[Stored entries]
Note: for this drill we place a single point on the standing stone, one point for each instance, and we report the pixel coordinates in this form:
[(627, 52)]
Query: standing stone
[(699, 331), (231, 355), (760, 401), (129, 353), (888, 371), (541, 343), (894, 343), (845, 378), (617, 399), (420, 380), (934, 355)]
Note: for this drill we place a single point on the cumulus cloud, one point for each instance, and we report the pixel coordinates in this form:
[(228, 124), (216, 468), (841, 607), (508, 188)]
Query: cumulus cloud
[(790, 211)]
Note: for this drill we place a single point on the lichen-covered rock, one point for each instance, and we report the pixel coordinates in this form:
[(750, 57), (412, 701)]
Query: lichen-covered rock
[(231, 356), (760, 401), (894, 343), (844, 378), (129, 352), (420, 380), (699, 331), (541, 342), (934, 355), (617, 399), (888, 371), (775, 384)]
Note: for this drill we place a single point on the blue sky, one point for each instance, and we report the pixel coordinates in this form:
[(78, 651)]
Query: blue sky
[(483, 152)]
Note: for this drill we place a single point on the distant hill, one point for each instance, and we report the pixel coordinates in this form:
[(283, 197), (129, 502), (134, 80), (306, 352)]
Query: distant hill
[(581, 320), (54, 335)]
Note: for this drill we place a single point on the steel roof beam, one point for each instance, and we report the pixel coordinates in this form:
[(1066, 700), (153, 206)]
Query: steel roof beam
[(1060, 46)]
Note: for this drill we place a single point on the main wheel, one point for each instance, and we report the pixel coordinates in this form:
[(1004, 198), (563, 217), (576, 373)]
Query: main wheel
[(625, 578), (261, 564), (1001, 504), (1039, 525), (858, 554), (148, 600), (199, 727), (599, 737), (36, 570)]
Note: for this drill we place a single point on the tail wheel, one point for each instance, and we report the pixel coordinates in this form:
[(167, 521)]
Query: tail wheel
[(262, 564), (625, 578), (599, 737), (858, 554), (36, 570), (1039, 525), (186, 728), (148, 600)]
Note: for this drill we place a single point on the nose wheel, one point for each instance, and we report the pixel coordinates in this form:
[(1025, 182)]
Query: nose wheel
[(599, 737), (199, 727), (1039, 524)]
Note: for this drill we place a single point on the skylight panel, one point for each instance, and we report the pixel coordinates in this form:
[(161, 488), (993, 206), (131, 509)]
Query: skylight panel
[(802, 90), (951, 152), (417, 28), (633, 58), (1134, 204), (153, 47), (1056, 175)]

> [TASK BRIEF]
Write out every line of the data above verbatim, from start to finish.

> [SOLUTION FOR THIS PROBLEM]
Note: for this drill we place a single point on the standing stone, one point for each instance, and we report the pixel coordinates in this form:
[(627, 52)]
Query: standing stone
[(699, 331), (231, 355), (760, 401), (129, 353), (888, 371), (541, 343), (894, 343), (845, 378), (617, 399), (420, 380), (934, 355)]
Note: for this drill we place a single point on the cumulus cloud, one point for each instance, and we report the pixel coordinates in this form:
[(228, 124), (216, 468), (841, 607), (508, 188)]
Query: cumulus cloud
[(790, 211)]
Note: for this drill we place a single point on the lichen-covered rock, one point for each instance, and we report the pixel coordinates in this form:
[(750, 57), (412, 701)]
Query: lichen-covered rock
[(231, 356), (760, 401), (894, 343), (844, 378), (129, 352), (420, 380), (699, 331), (541, 342), (934, 355), (617, 399), (888, 371), (775, 384)]
Note: for this drill we place a single point on the blue sky, one point for each instance, and we report the pixel coordinates in this form:
[(78, 651)]
Query: blue sky
[(483, 152)]
Note: for this drill we place a single point on the distant hill, one point for each instance, and we report the pixel coordinates in this form:
[(283, 197), (129, 502), (134, 80), (306, 352)]
Query: distant hill
[(581, 320), (54, 335)]
Note: for this drill we place a single point on the steel roof beam, one point for each instance, and we report the pixel coordinates in this form:
[(1066, 700), (153, 206)]
Query: steel roof beam
[(1060, 46)]
Note: for this drill we place a single point on the main wheel, one point for each instance, and we report the pixel coordinates in this form:
[(1004, 198), (563, 217), (576, 373)]
Query: main wheel
[(625, 578), (261, 564), (1001, 504), (1039, 525), (858, 554), (148, 600), (199, 727), (599, 737), (36, 570)]
Note: for this drill we place a single point on the tail wheel, one point for each instance, and we report the pixel coordinates in this form:
[(167, 521)]
Query: tail wheel
[(262, 564), (625, 578), (599, 737), (858, 554), (36, 570), (1039, 525), (186, 728), (148, 600)]
Note: for this drill we place a single point on the nose wheel, one point for each instance, and we report the pixel coordinates in this form:
[(1025, 182)]
Query: nose wheel
[(599, 737), (199, 727), (1039, 524)]
Note: for this drill we place a single point on the skylight panel, one point for each instance, and we report the pixel coordinates in this form:
[(161, 488), (993, 206), (131, 509)]
Query: skylight panel
[(802, 90), (951, 152), (417, 28), (633, 58), (1134, 204), (153, 47), (1056, 175)]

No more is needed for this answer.